[SELECTED PASSAGE]:
Get Ready for Global Cooling

On the same day as the story about the Weather Channel nut-job who said said global warming meteorologist "heretics" who don't march in lockstep with the myth of global warming should be decertified, we have the story from the National Post of Canada about how, gee, this global warming thing isn't really settled after all (kinda like evolution, huh).

Nigel Weiss, Professor Emeritus at the Department of Applied Mathematics and Theoretical Physics at the University of Cambridge, and past President of the Royal Astronomical Society, says global warming is "anything but settled" and that the planet is about to enter a period of cooling.

It goes back to the science that many socialists have tried to suppress, that the earth has been going through cycles of warming and cooling for hundreds or thousands of years.

Typically, sunspots flare up and settle down in cycles of about 11 years. In the last 50 years, we haven't been living in typical times: "If you look back into the sun's past, you find that we live in a period of abnormally high solar activity," Dr. Weiss states.

These hyperactive periods do not last long, "perhaps 50 to 100 years, then you get a crash," says Dr. Weiss. 'It's a boom-bust system, and I would expect a crash soon."

In addition to the 11-year cycle, sunspots almost entirely "crash," or die out, every 200 years or so as solar activity diminishes. When the crash occurs, the Earth can cool dramatically. Dr. Weiss knows because these phenomenon, known as "Grand minima," have recurred over the past 10,000 years, if not longer.

[DATA SECTION]:

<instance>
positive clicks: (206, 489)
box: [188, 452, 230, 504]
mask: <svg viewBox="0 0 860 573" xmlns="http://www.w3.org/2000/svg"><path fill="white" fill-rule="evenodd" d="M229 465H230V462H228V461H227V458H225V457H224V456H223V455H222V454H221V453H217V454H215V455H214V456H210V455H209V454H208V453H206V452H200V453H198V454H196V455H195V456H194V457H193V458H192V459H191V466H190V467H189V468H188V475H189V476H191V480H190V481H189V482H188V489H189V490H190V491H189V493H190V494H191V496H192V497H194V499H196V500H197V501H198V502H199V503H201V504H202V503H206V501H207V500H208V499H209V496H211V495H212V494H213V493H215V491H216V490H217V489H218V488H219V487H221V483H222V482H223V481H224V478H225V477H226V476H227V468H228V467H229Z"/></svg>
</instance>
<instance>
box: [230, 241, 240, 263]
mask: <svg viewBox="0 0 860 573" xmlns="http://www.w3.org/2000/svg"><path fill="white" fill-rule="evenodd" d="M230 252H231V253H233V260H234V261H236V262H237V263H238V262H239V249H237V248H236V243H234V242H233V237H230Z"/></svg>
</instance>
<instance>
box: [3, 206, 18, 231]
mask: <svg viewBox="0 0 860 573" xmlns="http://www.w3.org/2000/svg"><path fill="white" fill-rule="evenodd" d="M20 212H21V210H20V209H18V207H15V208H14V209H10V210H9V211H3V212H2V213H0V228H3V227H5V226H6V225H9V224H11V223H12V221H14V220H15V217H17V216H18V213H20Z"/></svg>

[PARTS OF THE EXERCISE]:
(1) Transcribe the part of the global cooling post starting with "Nigel Weiss, Professor" and going on through "period of cooling.".
(2) List every organization or institution named in the global cooling post, including any university department.
(3) Write the next part of the post about global cooling, continuing from its final sentence.

[EXERCISE RESULTS]:
(1)
Nigel Weiss, Professor Emeritus at the Department of Applied Mathematics and Theoretical Physics at the University of Cambridge, and past President of the Royal Astronomical Society, says global warming is "anything but settled" and that the planet is about to enter a period of cooling.

(2)
The Weather Channel
The National Post of Canada
The Department of Applied Mathematics and Theoretical Physics
The University of Cambridge
The Royal Astronomical Society

(3)
Next comes perhaps the most interesting part (what you may have already heard, if you were listening, but not if you were waiting for the dominant media to pass it along to you):

"The deeper the crash, the longer it will last," Dr. Weiss explains. In the 17th century, sunspots almost completely disappeared for 70 years. That was the coldest interval of the Little Ice Age, when New York Harbour froze, allowing walkers to journey from Manhattan to Staten Island, and when Viking colonies abandoned Greenland, a once verdant land that became tundra. Also in the Little Ice Age, Finland lost one-third of its population, Iceland half.

The previous cooling period lasted 150 years while a minor crash at the beginning of the 19th century was accompanied by a cooling period that lasted only 30 years.

In contrast, when the sun is very active, such as the period we're now in, the Earth can warm dramatically. This was the case during the Medieval Warm Period, when the Vikings first colonized Greenland and when Britain was wine-growing country.


The article does go ahead on page 2 to provide a pacifier to those who insist on still believing in this man-made global warming myth, telling them that hey, if global warming is real, the man-made variety can help offset this natural cooling cycle.

Who says there's no comfort in fantasy?